• _GOAL OF THE EXERCISE_
Extend the article below on the Supreme Court's review of Oklahoma's lethal injection procedures, beginning after its final sentence.
== PROVIDED TEXT ==
The U.S. Supreme Court on Friday agreed to review Oklahoma's lethal injection procedures.
An entrance to Oklahoma State Penitentiary, where inmate Clayton Lockett died in a botched execution by lethal injection, in McAlester, Okla., April 30, 2014. (Photo by Nick Oxford/New York Times/Redux)
An entrance to Oklahoma State Penitentiary, where inmate Clayton Lockett died in a botched execution by lethal injection, in McAlester, Okla., April 30, 2014.

The U.S. Supreme Court on Friday agreed to review Oklahoma's lethal injection procedures in a case brought by three death row inmates who argue the controversial drug cocktail used in executions leads to cruel and unusual punishment.

The announcement comes just one week after the high court declined to halt the execution of a convicted murderer, marking the first time the state of Oklahoma has carried out capital punishment since a lethal injection went horribly awry last year. In April 2014, convicted killer Clayton Lockett groaned and bucked from the gurney as doctors struggled to set up a proper IV line; the execution staff resorted to injecting the lethal drug through a vein in Lockett's groin. He died 43 minutes into the execution.

The fallout from the botched execution in Lockett's case has continued to raise issues of morality and efficacy over how states carry out capital punishment. In agreeing to take up the case from the trio of death row inmates, the Supreme Court will hear for the first time a case on lethal injection since it rejected a 2008 challenge that the deadly drugs violated the U.S. Constitution.
===
== SUPPLIED MATERIAL ==
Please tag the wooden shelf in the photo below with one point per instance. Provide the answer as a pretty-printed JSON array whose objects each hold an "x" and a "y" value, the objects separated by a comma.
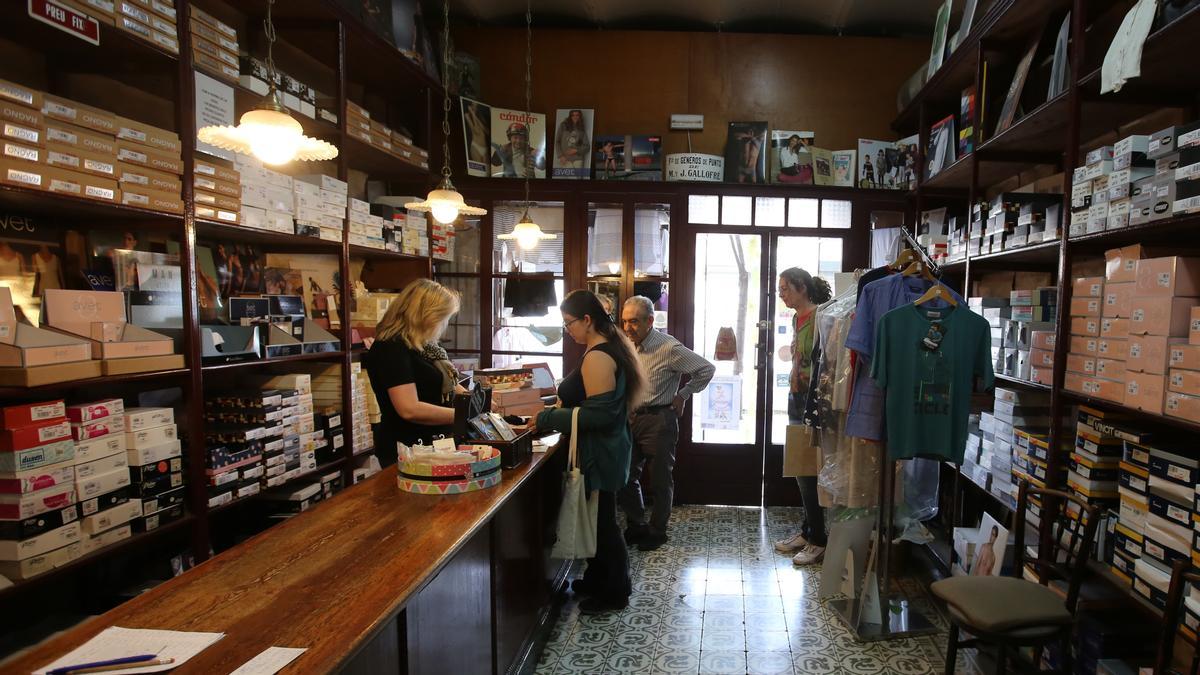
[
  {"x": 1020, "y": 382},
  {"x": 79, "y": 384},
  {"x": 53, "y": 204},
  {"x": 1159, "y": 231},
  {"x": 1174, "y": 422},
  {"x": 129, "y": 545},
  {"x": 221, "y": 232},
  {"x": 298, "y": 358},
  {"x": 1043, "y": 252}
]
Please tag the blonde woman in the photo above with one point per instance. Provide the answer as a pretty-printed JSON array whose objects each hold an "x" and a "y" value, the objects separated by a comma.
[{"x": 406, "y": 377}]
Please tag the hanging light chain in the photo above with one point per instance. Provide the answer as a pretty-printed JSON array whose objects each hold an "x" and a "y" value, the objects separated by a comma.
[
  {"x": 528, "y": 159},
  {"x": 445, "y": 89}
]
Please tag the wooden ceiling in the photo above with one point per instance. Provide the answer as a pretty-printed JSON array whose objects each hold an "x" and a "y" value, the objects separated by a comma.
[{"x": 849, "y": 17}]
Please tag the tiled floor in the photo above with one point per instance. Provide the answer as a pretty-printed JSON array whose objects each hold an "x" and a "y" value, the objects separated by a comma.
[{"x": 718, "y": 598}]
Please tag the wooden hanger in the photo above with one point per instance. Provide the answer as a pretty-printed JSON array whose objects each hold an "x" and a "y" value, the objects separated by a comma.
[
  {"x": 918, "y": 268},
  {"x": 937, "y": 292}
]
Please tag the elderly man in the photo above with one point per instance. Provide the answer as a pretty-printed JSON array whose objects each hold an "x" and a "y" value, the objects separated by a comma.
[{"x": 655, "y": 425}]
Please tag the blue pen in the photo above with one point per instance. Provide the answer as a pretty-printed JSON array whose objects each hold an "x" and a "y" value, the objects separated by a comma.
[{"x": 123, "y": 661}]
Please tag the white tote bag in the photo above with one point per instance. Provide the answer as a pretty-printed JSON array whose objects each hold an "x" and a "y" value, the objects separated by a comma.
[{"x": 577, "y": 514}]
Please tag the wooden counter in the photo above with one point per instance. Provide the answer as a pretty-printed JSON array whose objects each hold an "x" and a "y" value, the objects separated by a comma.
[{"x": 336, "y": 579}]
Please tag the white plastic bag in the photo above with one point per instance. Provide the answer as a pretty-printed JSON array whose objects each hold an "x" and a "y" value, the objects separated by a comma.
[{"x": 576, "y": 532}]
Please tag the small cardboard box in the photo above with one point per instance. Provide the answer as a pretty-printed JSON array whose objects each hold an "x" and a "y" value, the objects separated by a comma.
[
  {"x": 1161, "y": 316},
  {"x": 1170, "y": 276},
  {"x": 87, "y": 117},
  {"x": 23, "y": 346},
  {"x": 1114, "y": 327},
  {"x": 1116, "y": 299},
  {"x": 1145, "y": 392},
  {"x": 100, "y": 316},
  {"x": 1150, "y": 353}
]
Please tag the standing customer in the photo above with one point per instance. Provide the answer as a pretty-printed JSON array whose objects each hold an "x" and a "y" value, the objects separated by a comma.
[
  {"x": 406, "y": 376},
  {"x": 604, "y": 388},
  {"x": 801, "y": 292},
  {"x": 655, "y": 425}
]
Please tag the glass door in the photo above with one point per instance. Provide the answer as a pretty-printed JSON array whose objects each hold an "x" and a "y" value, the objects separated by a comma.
[{"x": 724, "y": 458}]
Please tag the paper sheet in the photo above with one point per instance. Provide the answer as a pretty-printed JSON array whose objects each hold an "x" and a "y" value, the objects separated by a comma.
[
  {"x": 115, "y": 643},
  {"x": 271, "y": 661}
]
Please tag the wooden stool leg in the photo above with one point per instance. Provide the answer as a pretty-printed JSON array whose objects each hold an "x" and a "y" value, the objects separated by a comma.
[{"x": 952, "y": 649}]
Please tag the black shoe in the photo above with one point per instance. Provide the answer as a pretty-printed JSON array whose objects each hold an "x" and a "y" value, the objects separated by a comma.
[
  {"x": 597, "y": 605},
  {"x": 652, "y": 542},
  {"x": 581, "y": 587}
]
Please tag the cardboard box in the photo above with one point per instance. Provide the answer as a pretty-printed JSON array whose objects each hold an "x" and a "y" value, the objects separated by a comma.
[
  {"x": 1182, "y": 406},
  {"x": 154, "y": 199},
  {"x": 1170, "y": 276},
  {"x": 13, "y": 417},
  {"x": 1186, "y": 357},
  {"x": 1161, "y": 316},
  {"x": 1145, "y": 392},
  {"x": 1150, "y": 353},
  {"x": 1113, "y": 348},
  {"x": 1081, "y": 364},
  {"x": 141, "y": 155},
  {"x": 1114, "y": 327},
  {"x": 148, "y": 179},
  {"x": 19, "y": 94},
  {"x": 1085, "y": 326},
  {"x": 100, "y": 316}
]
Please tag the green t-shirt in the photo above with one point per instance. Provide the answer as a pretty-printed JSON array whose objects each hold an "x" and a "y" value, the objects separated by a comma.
[{"x": 929, "y": 390}]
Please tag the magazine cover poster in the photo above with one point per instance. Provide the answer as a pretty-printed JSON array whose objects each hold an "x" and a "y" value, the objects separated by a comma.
[
  {"x": 519, "y": 143},
  {"x": 789, "y": 160},
  {"x": 573, "y": 143},
  {"x": 844, "y": 167},
  {"x": 745, "y": 159},
  {"x": 477, "y": 135},
  {"x": 873, "y": 162}
]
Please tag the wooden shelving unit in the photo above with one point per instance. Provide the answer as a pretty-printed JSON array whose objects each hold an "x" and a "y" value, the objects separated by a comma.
[
  {"x": 318, "y": 36},
  {"x": 1054, "y": 136}
]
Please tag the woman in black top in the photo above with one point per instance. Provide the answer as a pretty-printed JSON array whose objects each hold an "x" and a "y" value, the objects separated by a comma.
[{"x": 408, "y": 378}]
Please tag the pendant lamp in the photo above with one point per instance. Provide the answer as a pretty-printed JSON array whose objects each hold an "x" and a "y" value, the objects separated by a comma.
[
  {"x": 269, "y": 132},
  {"x": 527, "y": 232},
  {"x": 444, "y": 202}
]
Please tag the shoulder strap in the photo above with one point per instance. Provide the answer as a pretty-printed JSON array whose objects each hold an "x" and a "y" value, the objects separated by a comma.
[{"x": 571, "y": 458}]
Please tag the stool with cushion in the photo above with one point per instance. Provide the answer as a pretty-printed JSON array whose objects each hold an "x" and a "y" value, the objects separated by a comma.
[
  {"x": 1182, "y": 579},
  {"x": 1013, "y": 611}
]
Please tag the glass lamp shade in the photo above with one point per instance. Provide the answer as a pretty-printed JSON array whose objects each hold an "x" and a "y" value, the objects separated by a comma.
[{"x": 271, "y": 135}]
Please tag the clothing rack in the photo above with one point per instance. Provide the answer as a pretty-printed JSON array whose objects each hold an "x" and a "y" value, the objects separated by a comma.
[{"x": 898, "y": 617}]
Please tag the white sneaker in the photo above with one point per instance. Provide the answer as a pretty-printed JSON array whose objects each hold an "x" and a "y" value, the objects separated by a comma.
[
  {"x": 809, "y": 555},
  {"x": 792, "y": 544}
]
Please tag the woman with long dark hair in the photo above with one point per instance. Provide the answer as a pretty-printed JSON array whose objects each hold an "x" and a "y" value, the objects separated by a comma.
[
  {"x": 802, "y": 292},
  {"x": 609, "y": 384}
]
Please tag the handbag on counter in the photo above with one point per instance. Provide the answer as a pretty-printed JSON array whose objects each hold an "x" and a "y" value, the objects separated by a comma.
[
  {"x": 576, "y": 532},
  {"x": 802, "y": 454}
]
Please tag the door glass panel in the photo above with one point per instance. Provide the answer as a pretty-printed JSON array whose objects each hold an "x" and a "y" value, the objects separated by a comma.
[
  {"x": 652, "y": 238},
  {"x": 820, "y": 256},
  {"x": 605, "y": 226},
  {"x": 727, "y": 292}
]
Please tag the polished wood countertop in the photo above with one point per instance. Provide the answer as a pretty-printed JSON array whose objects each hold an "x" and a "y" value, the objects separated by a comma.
[{"x": 328, "y": 579}]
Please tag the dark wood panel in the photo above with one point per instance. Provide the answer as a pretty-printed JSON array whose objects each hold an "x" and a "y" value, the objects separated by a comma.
[
  {"x": 329, "y": 581},
  {"x": 450, "y": 620},
  {"x": 843, "y": 88}
]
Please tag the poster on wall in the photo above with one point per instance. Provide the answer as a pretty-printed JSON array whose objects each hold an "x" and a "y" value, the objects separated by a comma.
[
  {"x": 721, "y": 404},
  {"x": 477, "y": 135},
  {"x": 790, "y": 160},
  {"x": 573, "y": 143},
  {"x": 519, "y": 143},
  {"x": 744, "y": 157}
]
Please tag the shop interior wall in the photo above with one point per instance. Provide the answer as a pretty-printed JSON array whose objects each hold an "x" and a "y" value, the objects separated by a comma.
[{"x": 841, "y": 88}]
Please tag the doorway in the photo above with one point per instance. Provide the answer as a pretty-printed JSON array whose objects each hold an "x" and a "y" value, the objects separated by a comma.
[{"x": 731, "y": 443}]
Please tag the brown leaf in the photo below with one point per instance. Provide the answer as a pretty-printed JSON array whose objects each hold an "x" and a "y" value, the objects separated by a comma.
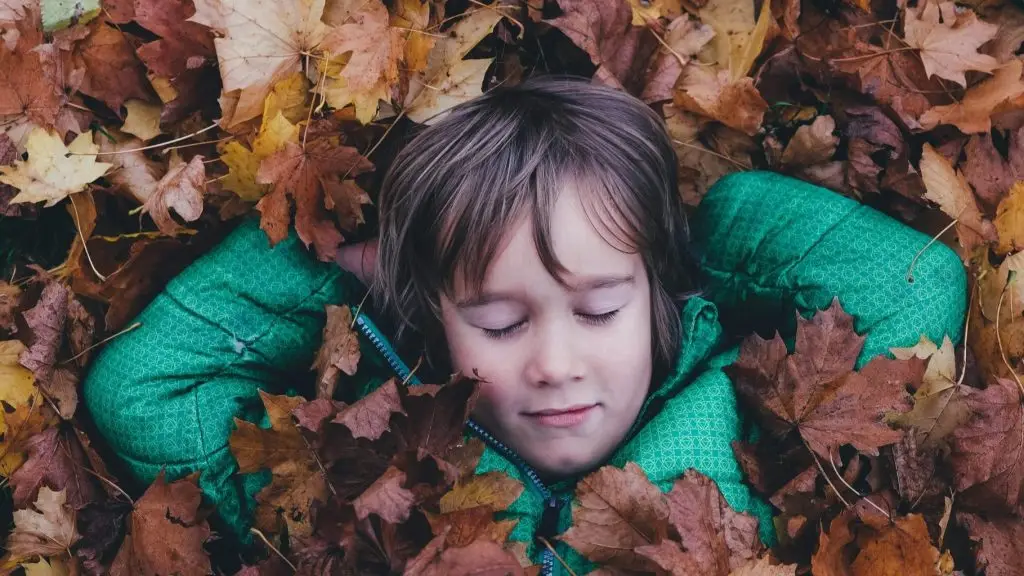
[
  {"x": 55, "y": 459},
  {"x": 616, "y": 511},
  {"x": 948, "y": 39},
  {"x": 902, "y": 547},
  {"x": 814, "y": 391},
  {"x": 718, "y": 538},
  {"x": 715, "y": 94},
  {"x": 181, "y": 189},
  {"x": 762, "y": 567},
  {"x": 47, "y": 529},
  {"x": 812, "y": 144},
  {"x": 480, "y": 558},
  {"x": 947, "y": 188},
  {"x": 165, "y": 532},
  {"x": 46, "y": 320},
  {"x": 113, "y": 73},
  {"x": 1000, "y": 542},
  {"x": 685, "y": 37},
  {"x": 386, "y": 498},
  {"x": 303, "y": 175},
  {"x": 339, "y": 353},
  {"x": 988, "y": 449},
  {"x": 604, "y": 31},
  {"x": 495, "y": 491},
  {"x": 296, "y": 477},
  {"x": 973, "y": 114}
]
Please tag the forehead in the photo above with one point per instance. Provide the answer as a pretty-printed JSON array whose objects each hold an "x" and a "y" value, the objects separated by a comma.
[{"x": 578, "y": 238}]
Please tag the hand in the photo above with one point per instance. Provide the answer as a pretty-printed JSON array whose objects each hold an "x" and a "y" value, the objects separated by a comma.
[{"x": 359, "y": 259}]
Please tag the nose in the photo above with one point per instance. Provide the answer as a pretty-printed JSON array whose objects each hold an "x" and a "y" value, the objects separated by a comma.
[{"x": 554, "y": 359}]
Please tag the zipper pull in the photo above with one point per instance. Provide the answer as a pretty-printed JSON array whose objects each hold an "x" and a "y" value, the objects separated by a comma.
[{"x": 549, "y": 520}]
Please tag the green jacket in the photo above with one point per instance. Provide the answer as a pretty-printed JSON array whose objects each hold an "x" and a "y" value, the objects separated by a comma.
[{"x": 247, "y": 317}]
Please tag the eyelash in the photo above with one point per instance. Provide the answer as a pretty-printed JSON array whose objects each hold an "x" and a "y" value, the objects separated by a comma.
[{"x": 592, "y": 319}]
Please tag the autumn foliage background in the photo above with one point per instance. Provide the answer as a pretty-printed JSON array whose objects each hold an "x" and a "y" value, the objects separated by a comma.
[{"x": 133, "y": 134}]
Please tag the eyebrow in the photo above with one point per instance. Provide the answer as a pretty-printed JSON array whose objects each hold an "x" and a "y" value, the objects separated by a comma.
[{"x": 585, "y": 286}]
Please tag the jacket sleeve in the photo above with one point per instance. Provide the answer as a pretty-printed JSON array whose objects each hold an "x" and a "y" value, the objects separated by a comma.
[
  {"x": 769, "y": 245},
  {"x": 242, "y": 318}
]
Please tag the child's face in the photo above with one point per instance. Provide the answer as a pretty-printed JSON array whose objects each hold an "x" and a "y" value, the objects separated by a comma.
[{"x": 566, "y": 369}]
===
• _RIGHT ANSWER_
The condemned men challenging the state's protocols argue that the three-drug cocktail used to carry out executions is ineffective and causes severe pain to the point of violating the U.S. Constitution's ban on cruel and unusual punishment. Attorneys for the death row inmates argue that the first drug used in the process, a sedative called midazolam, has a checkered history in achieving the level of unconsciousness needed to prepare for the lethal doses that follow.

RELATED: Oklahoma executes first inmate since botched lethal injection

“Oklahoma’s goal was political expediency, rather than the development of a more humane execution process, when it hastily switched to a three-drug protocol using midazolam,” the attorneys argued in their petition to the high court.

Death row inmate Richard Glossip, convicted of ordering his employer to be beaten to death, has the earliest scheduled execution set for Jan. 29. Next is John Grant, who stabbed a correctional worker to death; he is scheduled to see the death chamber on Feb. 19. Benjamin Cole, convicted of murdering his 9-month-old daughter, is due to be put to death on March 5.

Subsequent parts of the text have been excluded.